> **What to do**: Would you please repeat, word for word, only the lines from the one holding "Category: jeans pocket" through the one holding "Category: water reflection" in the material below, without the pictures?

> **Information**:
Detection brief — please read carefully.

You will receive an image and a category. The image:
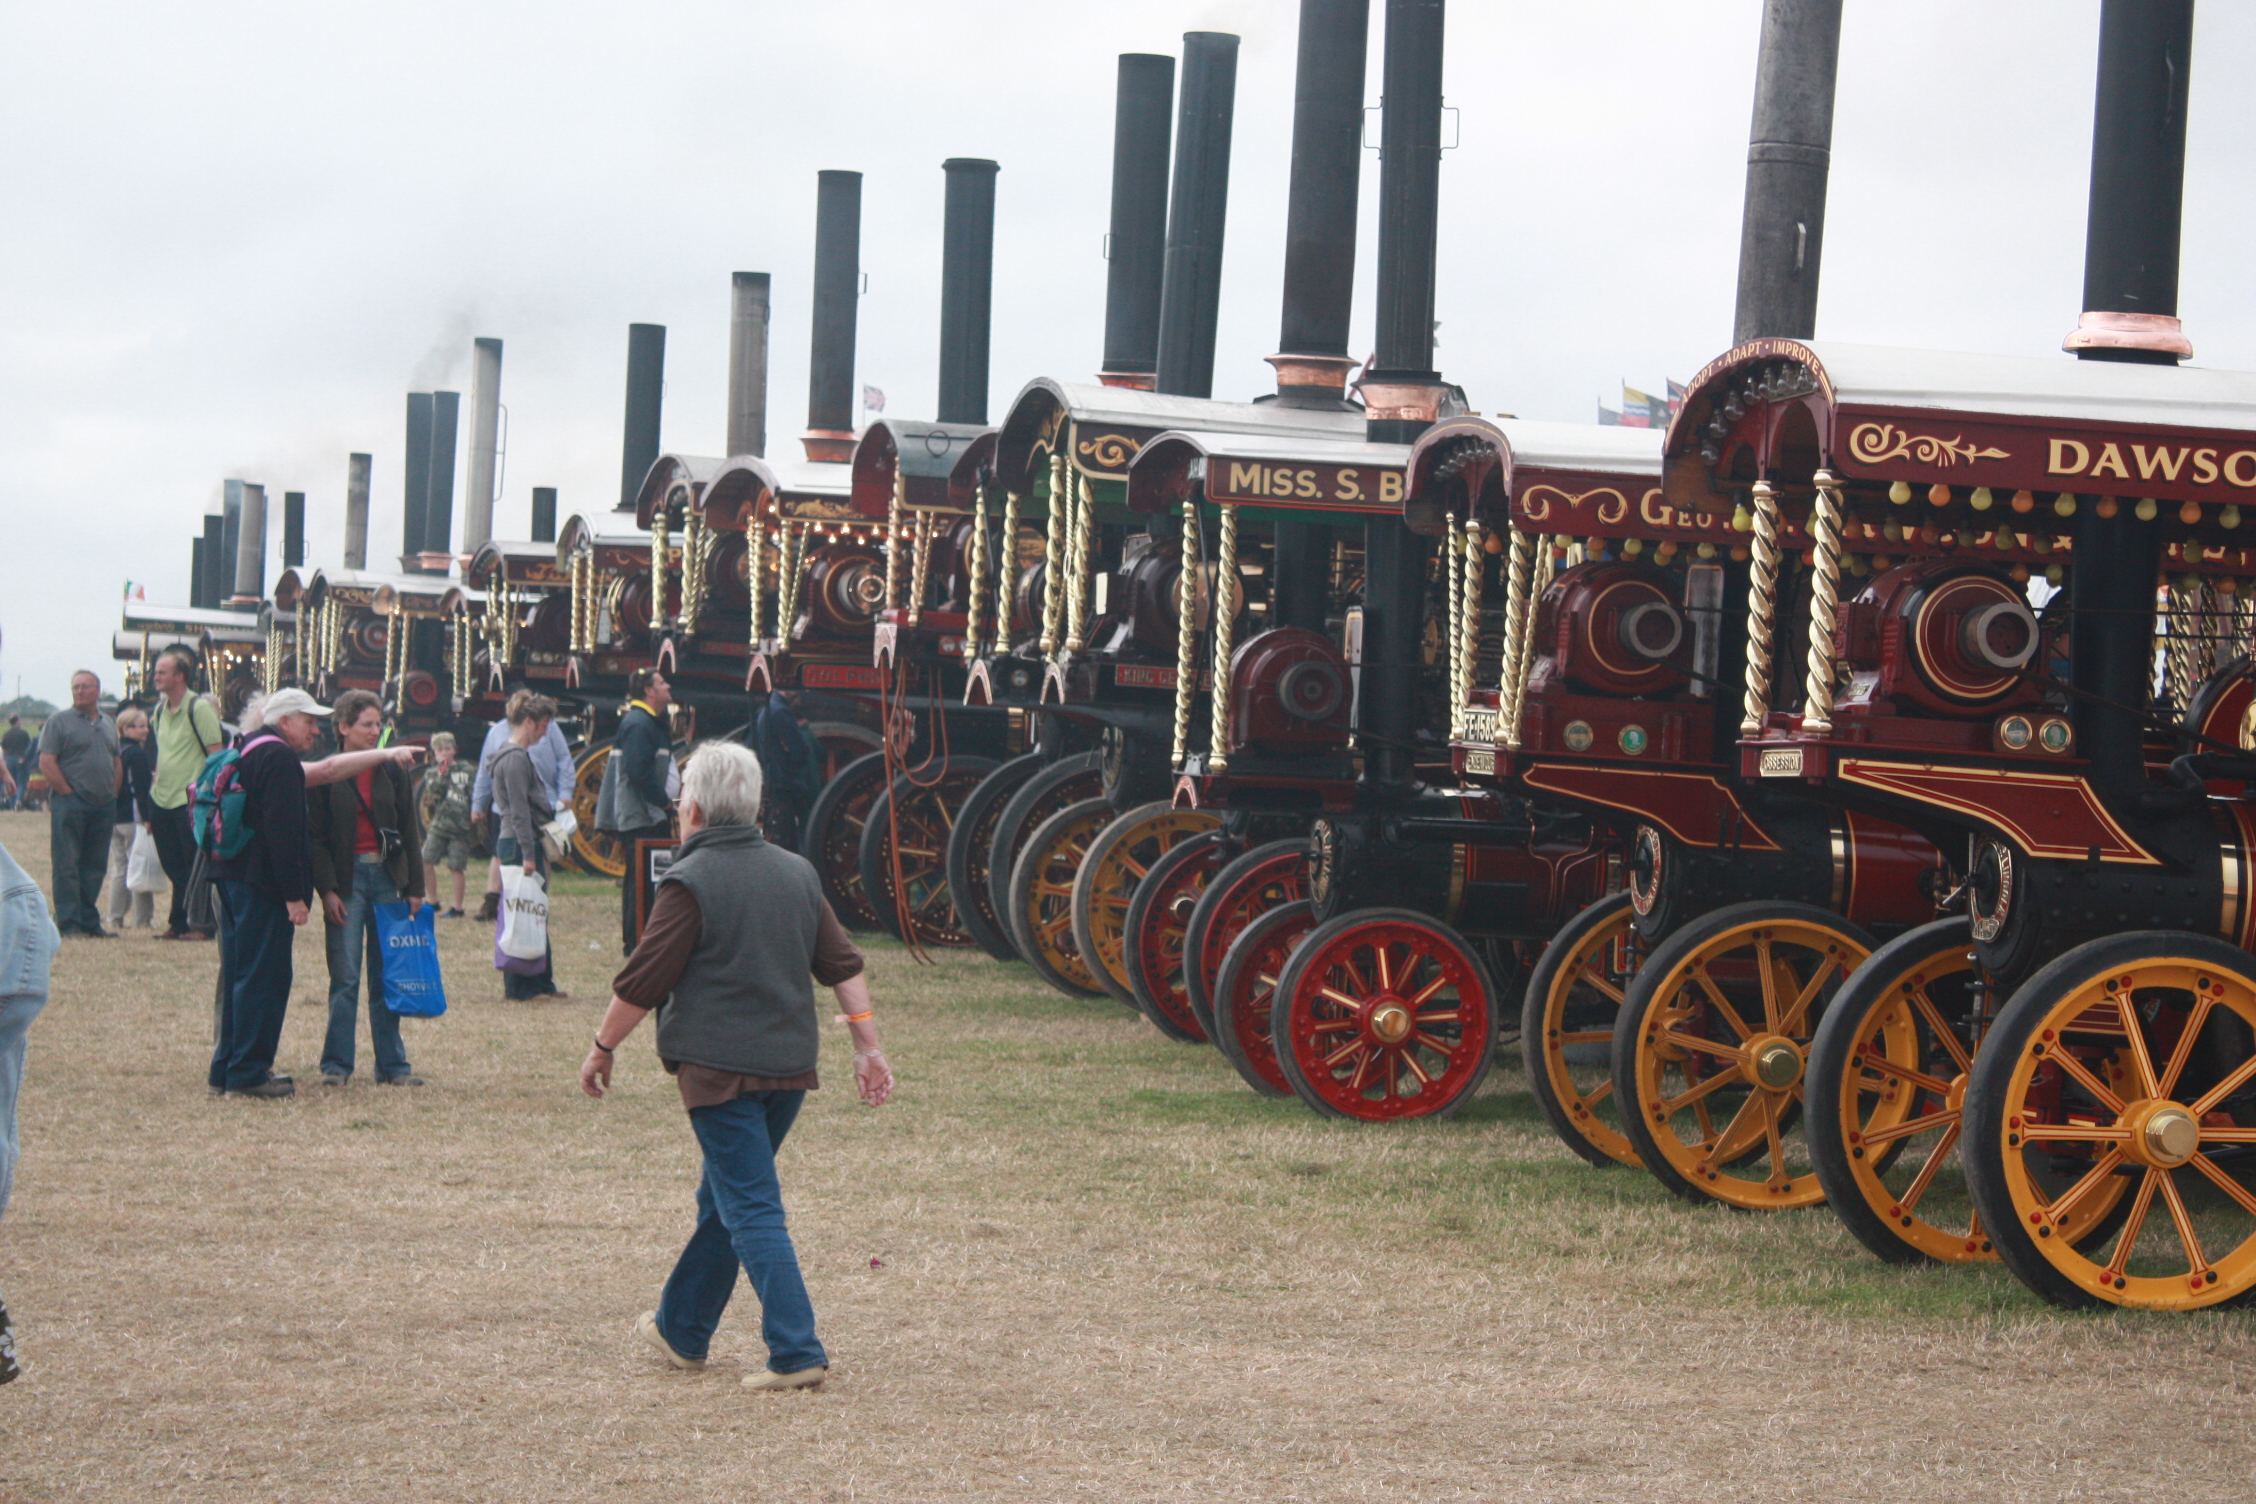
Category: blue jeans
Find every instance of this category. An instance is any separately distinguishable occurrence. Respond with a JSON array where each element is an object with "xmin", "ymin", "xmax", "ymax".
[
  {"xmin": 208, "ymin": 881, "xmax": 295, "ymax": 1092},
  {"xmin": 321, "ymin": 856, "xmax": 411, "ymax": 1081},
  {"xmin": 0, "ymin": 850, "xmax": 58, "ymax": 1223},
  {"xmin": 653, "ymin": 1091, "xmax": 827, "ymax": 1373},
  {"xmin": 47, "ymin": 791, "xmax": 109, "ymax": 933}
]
---
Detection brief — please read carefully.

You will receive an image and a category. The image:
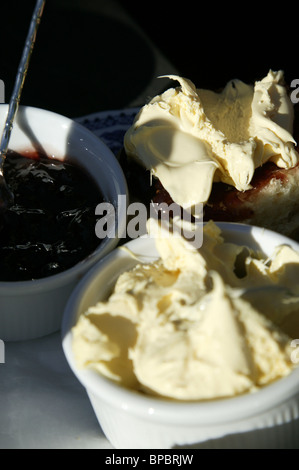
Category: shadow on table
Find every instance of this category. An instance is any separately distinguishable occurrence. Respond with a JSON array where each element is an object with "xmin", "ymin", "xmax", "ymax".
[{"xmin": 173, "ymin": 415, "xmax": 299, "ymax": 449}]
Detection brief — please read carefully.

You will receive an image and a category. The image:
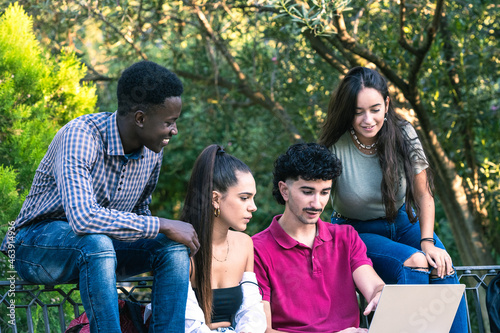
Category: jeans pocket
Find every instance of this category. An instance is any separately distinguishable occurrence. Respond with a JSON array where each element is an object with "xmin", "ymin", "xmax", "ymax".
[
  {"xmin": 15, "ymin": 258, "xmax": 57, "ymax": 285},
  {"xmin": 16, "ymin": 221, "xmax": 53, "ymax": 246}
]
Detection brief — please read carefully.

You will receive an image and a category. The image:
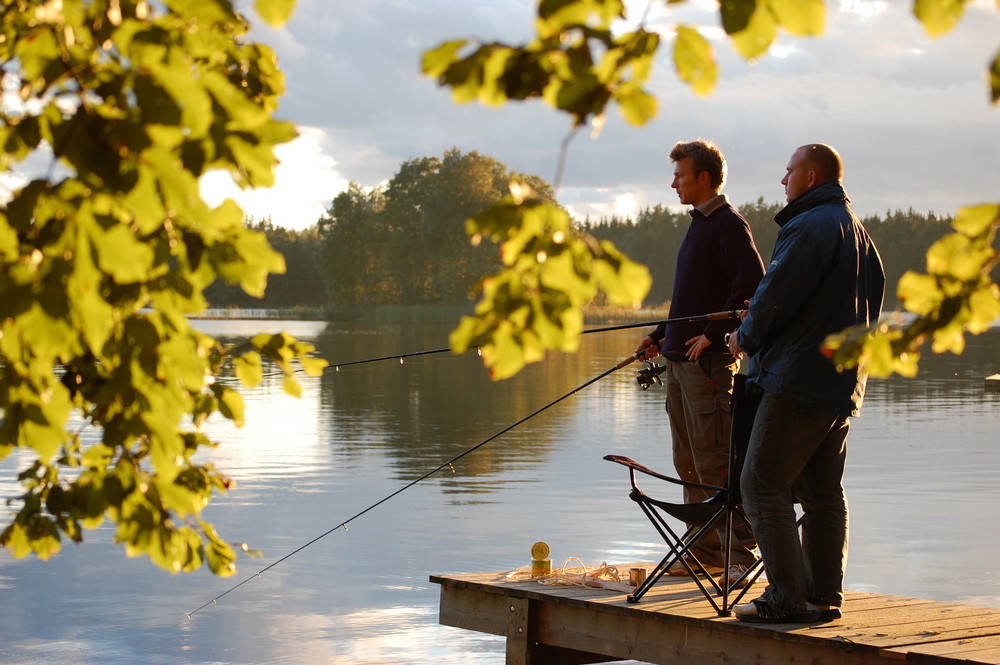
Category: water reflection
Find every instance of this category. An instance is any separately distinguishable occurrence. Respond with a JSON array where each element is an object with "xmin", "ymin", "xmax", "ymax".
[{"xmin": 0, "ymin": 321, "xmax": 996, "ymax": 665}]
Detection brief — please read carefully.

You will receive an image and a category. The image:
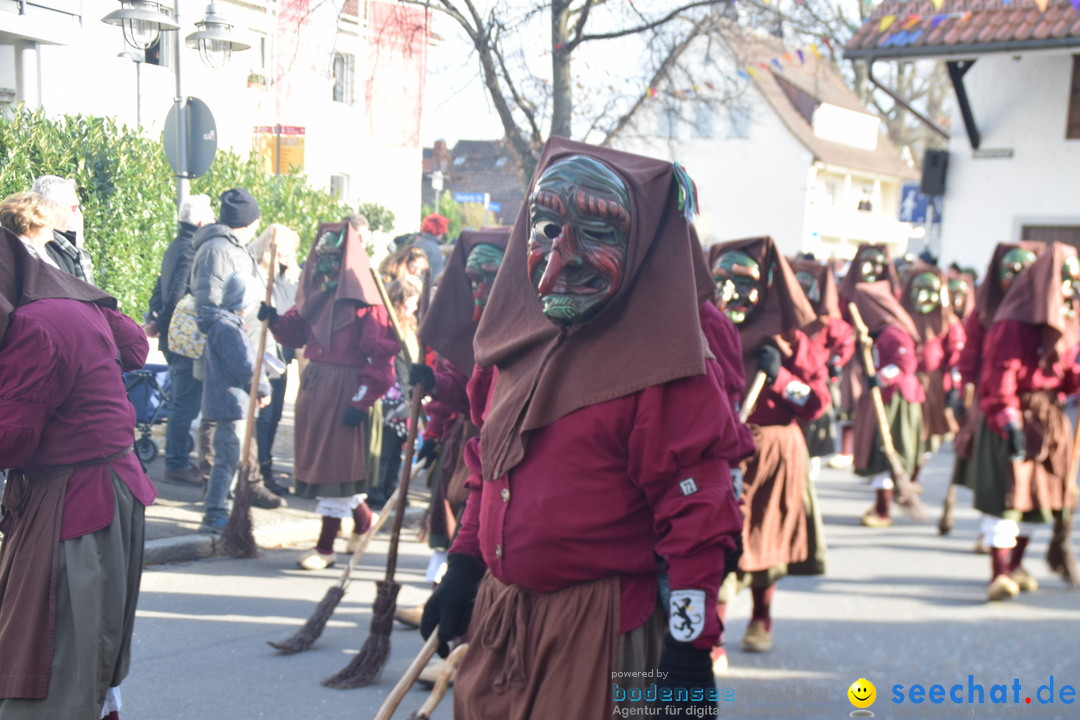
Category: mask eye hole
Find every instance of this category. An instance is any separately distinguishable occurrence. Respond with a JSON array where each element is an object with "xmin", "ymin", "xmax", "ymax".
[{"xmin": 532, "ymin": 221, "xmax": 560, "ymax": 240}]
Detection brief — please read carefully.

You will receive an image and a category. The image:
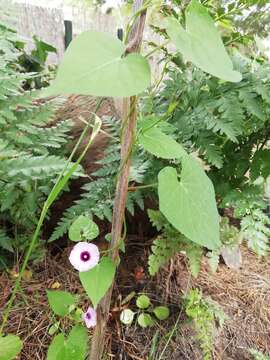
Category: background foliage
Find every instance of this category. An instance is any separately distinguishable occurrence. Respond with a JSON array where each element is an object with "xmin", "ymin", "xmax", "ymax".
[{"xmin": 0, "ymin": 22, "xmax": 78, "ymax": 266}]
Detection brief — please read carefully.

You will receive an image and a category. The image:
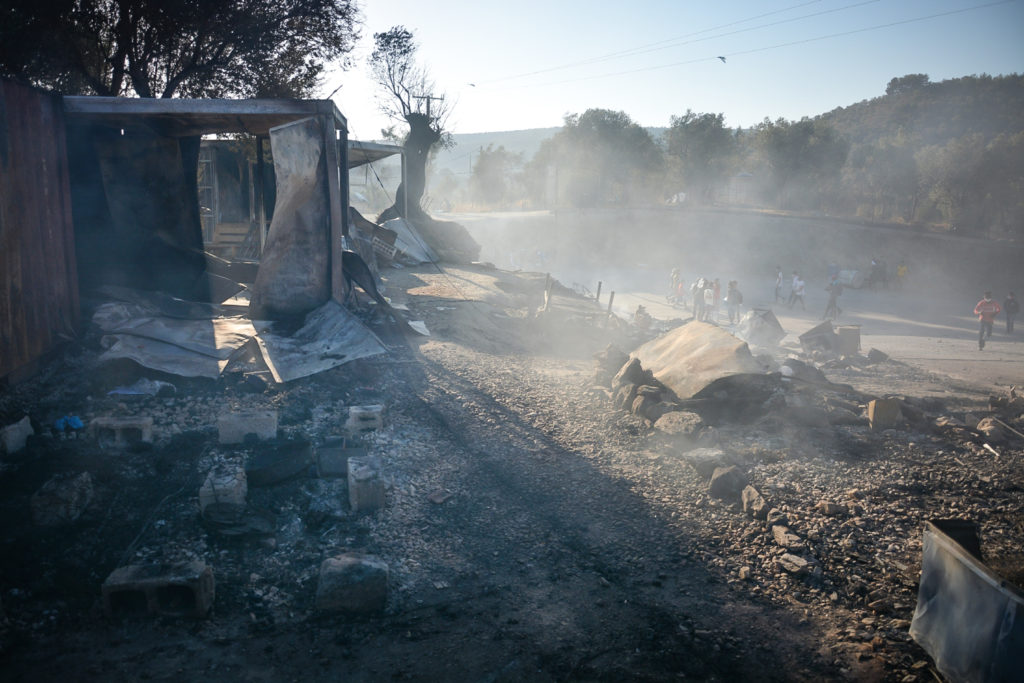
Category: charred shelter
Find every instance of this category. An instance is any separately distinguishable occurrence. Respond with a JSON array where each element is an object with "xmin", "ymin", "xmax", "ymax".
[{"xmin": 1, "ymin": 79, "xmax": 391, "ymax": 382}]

> **Solution for this problem**:
Category: jeans pocket
Find every instance of this category. An instance is any separately distinguishable occurrence. Respond with a JSON array where each element is an object with "xmin", "ymin", "xmax", "ymax".
[
  {"xmin": 15, "ymin": 258, "xmax": 57, "ymax": 285},
  {"xmin": 16, "ymin": 221, "xmax": 53, "ymax": 246}
]
Detection brief — please read carefully.

You will receive an image and a category. The image:
Category: water reflection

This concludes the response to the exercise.